ACTIVITY:
Please write out every line of the material, leaving out any picture.

━━━ RECORDS FOR THE EXERCISE

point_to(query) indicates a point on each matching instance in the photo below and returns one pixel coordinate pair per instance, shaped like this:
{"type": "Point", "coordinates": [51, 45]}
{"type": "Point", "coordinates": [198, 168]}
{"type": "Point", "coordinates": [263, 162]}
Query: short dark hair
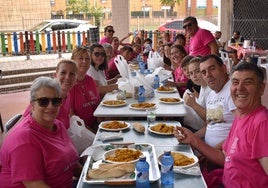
{"type": "Point", "coordinates": [180, 36]}
{"type": "Point", "coordinates": [104, 64]}
{"type": "Point", "coordinates": [190, 18]}
{"type": "Point", "coordinates": [245, 66]}
{"type": "Point", "coordinates": [212, 56]}
{"type": "Point", "coordinates": [180, 48]}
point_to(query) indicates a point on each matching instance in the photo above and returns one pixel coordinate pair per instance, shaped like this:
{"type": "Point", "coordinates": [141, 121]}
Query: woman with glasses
{"type": "Point", "coordinates": [85, 96]}
{"type": "Point", "coordinates": [97, 69]}
{"type": "Point", "coordinates": [202, 42]}
{"type": "Point", "coordinates": [108, 34]}
{"type": "Point", "coordinates": [66, 75]}
{"type": "Point", "coordinates": [38, 152]}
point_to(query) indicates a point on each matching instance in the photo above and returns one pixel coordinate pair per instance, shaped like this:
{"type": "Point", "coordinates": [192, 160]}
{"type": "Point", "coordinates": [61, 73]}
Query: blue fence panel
{"type": "Point", "coordinates": [15, 42]}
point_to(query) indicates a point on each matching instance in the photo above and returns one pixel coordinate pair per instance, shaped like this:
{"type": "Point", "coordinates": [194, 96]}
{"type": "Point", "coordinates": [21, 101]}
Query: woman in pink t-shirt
{"type": "Point", "coordinates": [108, 34]}
{"type": "Point", "coordinates": [38, 152]}
{"type": "Point", "coordinates": [177, 53]}
{"type": "Point", "coordinates": [85, 96]}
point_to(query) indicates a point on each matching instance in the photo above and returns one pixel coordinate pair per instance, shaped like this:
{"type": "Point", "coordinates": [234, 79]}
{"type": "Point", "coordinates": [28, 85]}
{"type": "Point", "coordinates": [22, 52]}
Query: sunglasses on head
{"type": "Point", "coordinates": [44, 101]}
{"type": "Point", "coordinates": [97, 54]}
{"type": "Point", "coordinates": [110, 31]}
{"type": "Point", "coordinates": [188, 25]}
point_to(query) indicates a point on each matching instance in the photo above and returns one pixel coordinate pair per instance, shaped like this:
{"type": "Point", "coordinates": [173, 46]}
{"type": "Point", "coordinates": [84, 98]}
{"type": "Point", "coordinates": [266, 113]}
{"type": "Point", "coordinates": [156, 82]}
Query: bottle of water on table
{"type": "Point", "coordinates": [142, 168]}
{"type": "Point", "coordinates": [156, 81]}
{"type": "Point", "coordinates": [167, 174]}
{"type": "Point", "coordinates": [141, 94]}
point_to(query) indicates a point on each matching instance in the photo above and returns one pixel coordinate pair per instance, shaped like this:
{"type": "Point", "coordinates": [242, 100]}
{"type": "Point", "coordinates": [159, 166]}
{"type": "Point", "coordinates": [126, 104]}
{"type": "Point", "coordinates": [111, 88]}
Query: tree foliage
{"type": "Point", "coordinates": [170, 2]}
{"type": "Point", "coordinates": [82, 6]}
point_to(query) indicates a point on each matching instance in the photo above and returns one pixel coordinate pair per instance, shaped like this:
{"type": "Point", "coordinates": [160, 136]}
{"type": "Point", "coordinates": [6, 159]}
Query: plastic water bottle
{"type": "Point", "coordinates": [142, 168]}
{"type": "Point", "coordinates": [167, 174]}
{"type": "Point", "coordinates": [156, 81]}
{"type": "Point", "coordinates": [141, 94]}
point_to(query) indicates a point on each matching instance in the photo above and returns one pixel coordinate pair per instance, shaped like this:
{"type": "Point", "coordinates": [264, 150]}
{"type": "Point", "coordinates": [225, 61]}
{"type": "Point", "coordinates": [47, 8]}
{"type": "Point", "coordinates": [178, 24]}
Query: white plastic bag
{"type": "Point", "coordinates": [80, 135]}
{"type": "Point", "coordinates": [154, 60]}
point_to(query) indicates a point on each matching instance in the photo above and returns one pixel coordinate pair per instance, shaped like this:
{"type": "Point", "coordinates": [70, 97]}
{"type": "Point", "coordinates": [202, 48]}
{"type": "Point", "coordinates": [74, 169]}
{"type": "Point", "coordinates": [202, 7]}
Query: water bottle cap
{"type": "Point", "coordinates": [142, 157]}
{"type": "Point", "coordinates": [167, 152]}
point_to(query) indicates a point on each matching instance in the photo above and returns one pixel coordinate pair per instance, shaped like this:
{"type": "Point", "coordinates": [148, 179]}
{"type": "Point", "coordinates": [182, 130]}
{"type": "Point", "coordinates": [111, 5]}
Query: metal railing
{"type": "Point", "coordinates": [26, 43]}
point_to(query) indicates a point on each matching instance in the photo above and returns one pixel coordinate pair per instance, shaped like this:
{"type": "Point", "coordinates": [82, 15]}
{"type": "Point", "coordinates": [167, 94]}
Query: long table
{"type": "Point", "coordinates": [161, 143]}
{"type": "Point", "coordinates": [245, 52]}
{"type": "Point", "coordinates": [162, 110]}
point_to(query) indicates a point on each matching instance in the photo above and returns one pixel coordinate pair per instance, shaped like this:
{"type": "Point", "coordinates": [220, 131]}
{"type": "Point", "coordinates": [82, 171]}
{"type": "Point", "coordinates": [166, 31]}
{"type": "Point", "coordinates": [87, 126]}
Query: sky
{"type": "Point", "coordinates": [203, 3]}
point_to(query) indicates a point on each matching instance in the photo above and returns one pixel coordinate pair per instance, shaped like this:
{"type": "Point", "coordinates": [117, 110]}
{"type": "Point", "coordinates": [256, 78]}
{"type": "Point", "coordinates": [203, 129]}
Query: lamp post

━━━━━━

REPLY:
point_to(query) indicates a point on each matching instance in the photo below and returns one pixel coordinate pair per instance, shaped like this:
{"type": "Point", "coordinates": [51, 45]}
{"type": "Point", "coordinates": [198, 168]}
{"type": "Point", "coordinates": [263, 162]}
Query: short dark hair
{"type": "Point", "coordinates": [180, 36]}
{"type": "Point", "coordinates": [104, 64]}
{"type": "Point", "coordinates": [190, 18]}
{"type": "Point", "coordinates": [245, 66]}
{"type": "Point", "coordinates": [212, 56]}
{"type": "Point", "coordinates": [180, 48]}
point_to(query) indicates a point on each matching instance in the photo above and returns one pixel coordinate pair per instance, shaped like this:
{"type": "Point", "coordinates": [141, 121]}
Query: woman with glasses
{"type": "Point", "coordinates": [85, 96]}
{"type": "Point", "coordinates": [97, 69]}
{"type": "Point", "coordinates": [202, 42]}
{"type": "Point", "coordinates": [108, 34]}
{"type": "Point", "coordinates": [66, 75]}
{"type": "Point", "coordinates": [38, 152]}
point_to(query) indicates a point on each matching instance in the photo above and returns one pixel coordinate pair per instance, shaped like this:
{"type": "Point", "coordinates": [192, 160]}
{"type": "Point", "coordinates": [61, 73]}
Query: blue fence panel
{"type": "Point", "coordinates": [15, 42]}
point_to(query) indicates a point on each matching instance in the photo above and returns one pixel coordinate pair per instance, shaped like this:
{"type": "Point", "coordinates": [194, 96]}
{"type": "Point", "coordinates": [21, 101]}
Query: woman in pink t-shirt
{"type": "Point", "coordinates": [108, 34]}
{"type": "Point", "coordinates": [38, 152]}
{"type": "Point", "coordinates": [177, 53]}
{"type": "Point", "coordinates": [85, 96]}
point_to(query) indicates a point on each matching instance in the photo above and returns one pixel coordinate pair per instance, shaped like this:
{"type": "Point", "coordinates": [234, 79]}
{"type": "Point", "coordinates": [28, 85]}
{"type": "Point", "coordinates": [22, 52]}
Query: sunglasses on head
{"type": "Point", "coordinates": [44, 101]}
{"type": "Point", "coordinates": [97, 54]}
{"type": "Point", "coordinates": [110, 31]}
{"type": "Point", "coordinates": [188, 25]}
point_to(query) indicates a point on each matching instance in the photo above and returns one pixel coordinate pair per instance, shaped like this:
{"type": "Point", "coordinates": [173, 46]}
{"type": "Point", "coordinates": [84, 98]}
{"type": "Point", "coordinates": [266, 113]}
{"type": "Point", "coordinates": [156, 82]}
Query: bottle of water on table
{"type": "Point", "coordinates": [142, 168]}
{"type": "Point", "coordinates": [156, 81]}
{"type": "Point", "coordinates": [167, 174]}
{"type": "Point", "coordinates": [141, 94]}
point_to(query) indicates a point on each matching instance in the photo above and returns one pixel coordinate pair per instance, shaped like this:
{"type": "Point", "coordinates": [242, 100]}
{"type": "Point", "coordinates": [159, 166]}
{"type": "Point", "coordinates": [126, 104]}
{"type": "Point", "coordinates": [111, 88]}
Query: tree foliage
{"type": "Point", "coordinates": [170, 2]}
{"type": "Point", "coordinates": [82, 6]}
point_to(query) indicates a point on each matching instance in the photo above and returns one pixel coordinate pair per instance, shaped like this:
{"type": "Point", "coordinates": [160, 136]}
{"type": "Point", "coordinates": [6, 159]}
Query: plastic water bottle
{"type": "Point", "coordinates": [142, 168]}
{"type": "Point", "coordinates": [167, 174]}
{"type": "Point", "coordinates": [156, 81]}
{"type": "Point", "coordinates": [141, 94]}
point_to(query) indicates a point on each matching instance in the photo above and returns one pixel coordinate pair per instance, shaped like this:
{"type": "Point", "coordinates": [264, 150]}
{"type": "Point", "coordinates": [225, 61]}
{"type": "Point", "coordinates": [47, 8]}
{"type": "Point", "coordinates": [178, 24]}
Query: white plastic bag
{"type": "Point", "coordinates": [80, 135]}
{"type": "Point", "coordinates": [154, 60]}
point_to(query) indicates a point on each matching instance in the photo above and returns one pixel coordinate pair per instance, shaped like this:
{"type": "Point", "coordinates": [70, 97]}
{"type": "Point", "coordinates": [202, 48]}
{"type": "Point", "coordinates": [74, 169]}
{"type": "Point", "coordinates": [202, 7]}
Query: water bottle cap
{"type": "Point", "coordinates": [142, 157]}
{"type": "Point", "coordinates": [167, 152]}
point_to(query) indicates a point on each matching instance in the photo above and returns one pixel coordinate pair per instance, shaped like this:
{"type": "Point", "coordinates": [148, 179]}
{"type": "Point", "coordinates": [182, 130]}
{"type": "Point", "coordinates": [111, 5]}
Query: metal railing
{"type": "Point", "coordinates": [26, 43]}
point_to(query) indicates a point on each matching instance in the photo above and returns one pixel coordinate pair per instance, shaped like this:
{"type": "Point", "coordinates": [82, 15]}
{"type": "Point", "coordinates": [167, 94]}
Query: long table
{"type": "Point", "coordinates": [161, 143]}
{"type": "Point", "coordinates": [245, 52]}
{"type": "Point", "coordinates": [162, 110]}
point_to(query) indicates a point on each matching instance in the photo above and returns one pixel coordinate pair per instance, shaped like this:
{"type": "Point", "coordinates": [220, 131]}
{"type": "Point", "coordinates": [82, 171]}
{"type": "Point", "coordinates": [166, 31]}
{"type": "Point", "coordinates": [87, 126]}
Query: sky
{"type": "Point", "coordinates": [203, 3]}
point_to(query) indicates a point on each matching instance in the photo above and returns one pixel coordinate pair per instance, shaped like this:
{"type": "Point", "coordinates": [117, 110]}
{"type": "Point", "coordinates": [256, 78]}
{"type": "Point", "coordinates": [203, 129]}
Query: lamp post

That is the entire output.